*What the task requires:* Please reproduce the entries below exactly, starting at the first line and ending with the line that holds "[1216, 487]".

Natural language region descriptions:
---

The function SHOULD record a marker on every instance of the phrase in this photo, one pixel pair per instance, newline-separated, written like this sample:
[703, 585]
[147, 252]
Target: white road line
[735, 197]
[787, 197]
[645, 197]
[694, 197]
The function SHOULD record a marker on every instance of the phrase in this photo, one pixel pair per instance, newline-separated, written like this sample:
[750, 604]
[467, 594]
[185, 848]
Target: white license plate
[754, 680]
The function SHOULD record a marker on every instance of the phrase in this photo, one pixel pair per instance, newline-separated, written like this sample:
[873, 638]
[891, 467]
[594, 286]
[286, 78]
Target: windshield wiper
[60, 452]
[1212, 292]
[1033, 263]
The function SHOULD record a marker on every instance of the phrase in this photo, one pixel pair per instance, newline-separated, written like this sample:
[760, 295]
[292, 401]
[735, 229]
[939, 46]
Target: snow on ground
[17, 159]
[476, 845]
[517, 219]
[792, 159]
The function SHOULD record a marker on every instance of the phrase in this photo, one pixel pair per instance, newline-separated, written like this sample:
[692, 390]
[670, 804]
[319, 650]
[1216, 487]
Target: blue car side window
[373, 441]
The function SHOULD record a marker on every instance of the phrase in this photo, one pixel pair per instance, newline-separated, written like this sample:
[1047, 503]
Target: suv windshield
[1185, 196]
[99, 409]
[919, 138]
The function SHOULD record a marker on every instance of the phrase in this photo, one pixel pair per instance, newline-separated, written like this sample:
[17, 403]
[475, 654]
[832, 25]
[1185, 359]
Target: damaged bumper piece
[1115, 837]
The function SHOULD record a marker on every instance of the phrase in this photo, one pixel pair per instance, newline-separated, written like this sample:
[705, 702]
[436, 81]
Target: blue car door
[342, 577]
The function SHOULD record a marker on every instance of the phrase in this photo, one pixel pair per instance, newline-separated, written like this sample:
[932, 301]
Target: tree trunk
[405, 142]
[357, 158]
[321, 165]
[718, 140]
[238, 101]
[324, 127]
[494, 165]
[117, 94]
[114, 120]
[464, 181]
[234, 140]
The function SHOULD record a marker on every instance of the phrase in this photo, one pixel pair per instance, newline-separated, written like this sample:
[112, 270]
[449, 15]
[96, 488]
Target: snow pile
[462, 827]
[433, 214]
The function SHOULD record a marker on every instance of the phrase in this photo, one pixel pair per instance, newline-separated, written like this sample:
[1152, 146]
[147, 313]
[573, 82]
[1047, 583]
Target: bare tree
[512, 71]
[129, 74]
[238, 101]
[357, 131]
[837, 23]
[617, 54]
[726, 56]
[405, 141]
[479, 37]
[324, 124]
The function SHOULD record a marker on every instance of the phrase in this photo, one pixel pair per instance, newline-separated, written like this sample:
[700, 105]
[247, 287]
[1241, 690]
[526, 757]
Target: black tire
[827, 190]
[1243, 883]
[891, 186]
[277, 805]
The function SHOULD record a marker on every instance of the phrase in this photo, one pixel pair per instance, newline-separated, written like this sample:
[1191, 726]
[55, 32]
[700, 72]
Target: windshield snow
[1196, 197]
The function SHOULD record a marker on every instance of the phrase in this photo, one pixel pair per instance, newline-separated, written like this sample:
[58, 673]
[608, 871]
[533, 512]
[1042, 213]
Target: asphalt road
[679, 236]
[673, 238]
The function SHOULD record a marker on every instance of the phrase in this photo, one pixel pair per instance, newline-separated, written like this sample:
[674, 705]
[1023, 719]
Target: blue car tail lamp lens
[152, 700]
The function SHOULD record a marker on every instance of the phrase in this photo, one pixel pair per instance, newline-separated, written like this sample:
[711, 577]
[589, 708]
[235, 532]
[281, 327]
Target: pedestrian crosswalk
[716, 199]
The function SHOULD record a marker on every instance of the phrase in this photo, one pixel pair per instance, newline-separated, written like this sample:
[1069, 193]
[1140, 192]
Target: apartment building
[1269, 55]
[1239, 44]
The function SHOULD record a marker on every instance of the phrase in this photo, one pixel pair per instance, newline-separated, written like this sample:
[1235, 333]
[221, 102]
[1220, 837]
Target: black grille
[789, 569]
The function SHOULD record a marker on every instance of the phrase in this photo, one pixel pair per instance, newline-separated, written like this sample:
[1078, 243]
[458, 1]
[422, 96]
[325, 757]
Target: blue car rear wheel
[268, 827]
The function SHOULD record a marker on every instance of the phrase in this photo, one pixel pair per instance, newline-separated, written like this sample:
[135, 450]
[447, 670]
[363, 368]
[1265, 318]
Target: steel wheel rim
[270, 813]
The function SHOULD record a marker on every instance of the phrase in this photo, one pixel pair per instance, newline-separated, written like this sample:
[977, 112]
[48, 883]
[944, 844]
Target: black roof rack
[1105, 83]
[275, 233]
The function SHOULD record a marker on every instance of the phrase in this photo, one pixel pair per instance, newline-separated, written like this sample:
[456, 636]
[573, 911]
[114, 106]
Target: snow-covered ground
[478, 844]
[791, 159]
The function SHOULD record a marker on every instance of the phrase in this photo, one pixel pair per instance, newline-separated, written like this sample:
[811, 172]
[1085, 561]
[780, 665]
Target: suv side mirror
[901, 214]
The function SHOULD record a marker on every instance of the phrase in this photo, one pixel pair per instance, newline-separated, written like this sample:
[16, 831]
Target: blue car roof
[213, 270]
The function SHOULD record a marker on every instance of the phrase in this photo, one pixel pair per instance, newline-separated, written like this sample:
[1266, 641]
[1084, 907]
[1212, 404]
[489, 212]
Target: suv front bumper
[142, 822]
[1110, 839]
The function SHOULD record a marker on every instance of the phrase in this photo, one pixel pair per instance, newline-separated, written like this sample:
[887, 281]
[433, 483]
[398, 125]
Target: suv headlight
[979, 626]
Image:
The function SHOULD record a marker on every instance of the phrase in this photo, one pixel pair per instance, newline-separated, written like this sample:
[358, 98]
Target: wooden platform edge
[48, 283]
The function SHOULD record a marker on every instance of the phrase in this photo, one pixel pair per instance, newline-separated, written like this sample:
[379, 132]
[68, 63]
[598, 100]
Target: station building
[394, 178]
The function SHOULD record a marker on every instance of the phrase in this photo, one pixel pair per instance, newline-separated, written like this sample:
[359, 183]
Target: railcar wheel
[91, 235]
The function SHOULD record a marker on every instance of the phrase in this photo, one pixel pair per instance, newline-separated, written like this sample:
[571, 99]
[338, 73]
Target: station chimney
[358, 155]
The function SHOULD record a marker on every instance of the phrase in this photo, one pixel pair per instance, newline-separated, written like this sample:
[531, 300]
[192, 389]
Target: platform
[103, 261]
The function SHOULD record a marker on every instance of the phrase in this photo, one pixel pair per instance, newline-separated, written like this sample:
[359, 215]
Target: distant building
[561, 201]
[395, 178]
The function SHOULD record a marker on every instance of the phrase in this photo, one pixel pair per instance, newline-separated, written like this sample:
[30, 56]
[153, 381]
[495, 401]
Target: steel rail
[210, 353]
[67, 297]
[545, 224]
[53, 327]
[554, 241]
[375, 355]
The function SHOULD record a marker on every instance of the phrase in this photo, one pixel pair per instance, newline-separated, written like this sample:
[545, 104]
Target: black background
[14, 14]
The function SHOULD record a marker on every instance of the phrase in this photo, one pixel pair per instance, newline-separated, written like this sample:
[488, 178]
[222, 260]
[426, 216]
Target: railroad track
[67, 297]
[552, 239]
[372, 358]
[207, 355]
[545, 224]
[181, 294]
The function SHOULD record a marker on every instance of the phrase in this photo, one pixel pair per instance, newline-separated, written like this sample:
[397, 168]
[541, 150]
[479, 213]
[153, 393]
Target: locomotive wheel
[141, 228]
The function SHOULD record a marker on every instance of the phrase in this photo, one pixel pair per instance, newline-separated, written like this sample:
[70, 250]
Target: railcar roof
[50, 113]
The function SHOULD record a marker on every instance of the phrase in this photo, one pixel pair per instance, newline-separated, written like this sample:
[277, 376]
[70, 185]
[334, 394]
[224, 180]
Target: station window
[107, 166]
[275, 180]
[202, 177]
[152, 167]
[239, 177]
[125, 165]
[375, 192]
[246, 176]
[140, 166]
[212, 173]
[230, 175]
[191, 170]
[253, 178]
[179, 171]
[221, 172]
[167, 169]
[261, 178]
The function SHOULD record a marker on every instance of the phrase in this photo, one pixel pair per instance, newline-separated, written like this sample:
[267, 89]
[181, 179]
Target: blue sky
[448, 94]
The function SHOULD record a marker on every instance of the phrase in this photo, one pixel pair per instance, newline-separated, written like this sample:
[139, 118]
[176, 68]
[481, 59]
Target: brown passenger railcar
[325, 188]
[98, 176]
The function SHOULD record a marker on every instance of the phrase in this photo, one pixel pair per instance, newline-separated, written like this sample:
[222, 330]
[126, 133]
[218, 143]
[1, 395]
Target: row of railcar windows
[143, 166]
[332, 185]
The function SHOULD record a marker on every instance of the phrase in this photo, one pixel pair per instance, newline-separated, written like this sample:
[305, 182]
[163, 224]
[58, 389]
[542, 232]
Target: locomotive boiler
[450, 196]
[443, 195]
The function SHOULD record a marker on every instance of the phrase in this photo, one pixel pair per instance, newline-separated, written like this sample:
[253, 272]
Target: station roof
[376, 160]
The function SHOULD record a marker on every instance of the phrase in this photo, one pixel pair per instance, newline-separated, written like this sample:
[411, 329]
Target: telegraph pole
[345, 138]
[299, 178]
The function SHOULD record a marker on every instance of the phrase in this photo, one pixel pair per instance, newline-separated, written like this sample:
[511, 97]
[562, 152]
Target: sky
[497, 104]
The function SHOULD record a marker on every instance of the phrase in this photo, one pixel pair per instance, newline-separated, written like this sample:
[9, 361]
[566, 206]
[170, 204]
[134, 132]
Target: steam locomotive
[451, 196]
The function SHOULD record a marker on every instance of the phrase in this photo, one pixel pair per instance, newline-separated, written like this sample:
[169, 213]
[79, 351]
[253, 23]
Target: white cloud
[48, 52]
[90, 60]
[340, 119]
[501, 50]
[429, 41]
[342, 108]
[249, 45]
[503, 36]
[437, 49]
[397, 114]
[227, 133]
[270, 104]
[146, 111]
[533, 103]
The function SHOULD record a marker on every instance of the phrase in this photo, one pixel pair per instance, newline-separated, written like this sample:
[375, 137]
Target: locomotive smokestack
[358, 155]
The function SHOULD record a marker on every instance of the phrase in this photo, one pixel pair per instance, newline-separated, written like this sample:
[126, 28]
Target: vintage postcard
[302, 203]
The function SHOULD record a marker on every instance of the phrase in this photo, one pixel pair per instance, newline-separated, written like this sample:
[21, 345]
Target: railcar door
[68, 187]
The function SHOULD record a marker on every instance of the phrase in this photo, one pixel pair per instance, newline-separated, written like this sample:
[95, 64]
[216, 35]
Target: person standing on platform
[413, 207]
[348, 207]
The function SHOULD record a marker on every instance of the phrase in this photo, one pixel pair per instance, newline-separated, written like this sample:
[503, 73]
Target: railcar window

---

*Answer box:*
The function SHOULD record a marker on every instance of the phrase in this photo, one pixel pair per instance, newline-separated, written like this sample:
[703, 585]
[147, 252]
Target: white road line
[735, 197]
[787, 197]
[645, 197]
[694, 197]
The function SHOULD record a marker on every instance of the phrase in this photo, one pixel pair per instance, newline-separated, written like this sample:
[750, 604]
[467, 594]
[185, 848]
Target: white license plate
[754, 680]
The function SHOULD record a marker on every instance of the phrase in this photo, one pixel pair per instance, newline-separated, written like this sample:
[873, 638]
[891, 467]
[594, 286]
[286, 78]
Target: windshield wiper
[60, 452]
[1212, 292]
[1033, 263]
The function SHOULD record a marker on every instance of the phrase in this photo, one pixel pair per instance, newline-separated, written like this sample:
[760, 295]
[292, 401]
[735, 229]
[939, 46]
Target: snow on ground
[17, 159]
[476, 845]
[517, 219]
[792, 159]
The function SHOULD record a marker on every instance of the phrase in this photo, one pixel pair per instance, newline-separated, written like this sample:
[692, 390]
[670, 804]
[319, 650]
[1216, 487]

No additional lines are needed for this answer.